• _What you are asked to do_
Each line from the one that contains "Tight-box every instance of dog's head" to the last line of the records below must be restated word for word.
Material for this task Start Marker
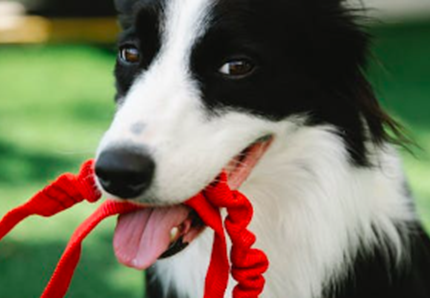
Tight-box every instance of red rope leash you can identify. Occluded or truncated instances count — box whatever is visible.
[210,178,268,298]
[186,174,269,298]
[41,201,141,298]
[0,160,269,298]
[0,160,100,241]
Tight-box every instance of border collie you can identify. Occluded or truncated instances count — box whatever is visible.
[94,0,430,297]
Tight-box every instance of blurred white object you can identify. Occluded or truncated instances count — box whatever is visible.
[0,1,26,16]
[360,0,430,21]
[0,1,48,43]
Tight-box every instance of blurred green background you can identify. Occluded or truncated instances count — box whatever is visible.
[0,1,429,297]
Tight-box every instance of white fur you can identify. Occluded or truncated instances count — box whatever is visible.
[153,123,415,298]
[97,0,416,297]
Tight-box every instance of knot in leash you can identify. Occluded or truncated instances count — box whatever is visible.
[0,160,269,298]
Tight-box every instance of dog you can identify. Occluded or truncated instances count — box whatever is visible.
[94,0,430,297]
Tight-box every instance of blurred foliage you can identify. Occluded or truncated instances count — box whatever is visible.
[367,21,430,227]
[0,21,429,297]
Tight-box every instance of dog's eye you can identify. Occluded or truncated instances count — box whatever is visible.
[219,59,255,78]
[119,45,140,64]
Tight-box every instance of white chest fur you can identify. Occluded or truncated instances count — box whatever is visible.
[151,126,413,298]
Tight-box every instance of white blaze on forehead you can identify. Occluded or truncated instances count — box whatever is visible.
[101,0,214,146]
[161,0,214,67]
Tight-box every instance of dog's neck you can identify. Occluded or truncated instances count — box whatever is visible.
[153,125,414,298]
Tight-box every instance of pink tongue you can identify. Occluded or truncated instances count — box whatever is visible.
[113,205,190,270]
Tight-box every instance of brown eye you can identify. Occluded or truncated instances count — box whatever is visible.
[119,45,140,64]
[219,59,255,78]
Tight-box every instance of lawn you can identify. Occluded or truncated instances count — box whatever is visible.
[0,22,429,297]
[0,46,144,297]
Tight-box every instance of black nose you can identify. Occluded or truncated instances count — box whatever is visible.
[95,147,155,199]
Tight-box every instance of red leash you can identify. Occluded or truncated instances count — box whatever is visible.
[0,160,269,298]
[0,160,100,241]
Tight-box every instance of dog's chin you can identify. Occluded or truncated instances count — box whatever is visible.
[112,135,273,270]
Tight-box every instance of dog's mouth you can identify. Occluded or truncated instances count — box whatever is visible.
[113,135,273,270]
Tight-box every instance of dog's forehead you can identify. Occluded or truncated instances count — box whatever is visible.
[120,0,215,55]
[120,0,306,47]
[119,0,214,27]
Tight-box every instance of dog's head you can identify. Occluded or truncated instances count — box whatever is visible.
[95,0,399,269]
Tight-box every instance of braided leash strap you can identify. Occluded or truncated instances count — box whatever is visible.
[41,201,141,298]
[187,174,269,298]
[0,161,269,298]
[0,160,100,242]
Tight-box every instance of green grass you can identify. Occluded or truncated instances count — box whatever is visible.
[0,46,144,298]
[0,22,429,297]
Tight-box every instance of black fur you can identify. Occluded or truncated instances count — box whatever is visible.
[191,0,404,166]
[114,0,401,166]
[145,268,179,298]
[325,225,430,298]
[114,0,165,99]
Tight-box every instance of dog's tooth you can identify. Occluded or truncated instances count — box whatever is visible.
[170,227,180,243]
Material for this task End Marker
• _Solution for this exercise_
Tight-box every instance of dog's head you can identify. Occluded or truncated instances count — box whatever is visible.
[95,0,399,269]
Tight-box every instance of braided leash strap you can identify. Occluded or truncated instances count — box whatever is visible.
[41,201,141,298]
[187,174,269,298]
[0,161,269,298]
[0,160,100,242]
Tight-box every instance of green grass you can identify. Occluded or truncated instances count — box whatever is visible.
[0,46,144,298]
[0,22,429,297]
Tight-box every instance of black fur you can identify. Occluded or truncated instances count — box whatever is visible.
[191,0,404,166]
[114,0,401,166]
[145,268,179,298]
[325,225,430,298]
[114,0,165,99]
Tight-box every instance of dog's tooth you can identify. Occluded or truncated instances count — box whatever is visible.
[170,227,180,243]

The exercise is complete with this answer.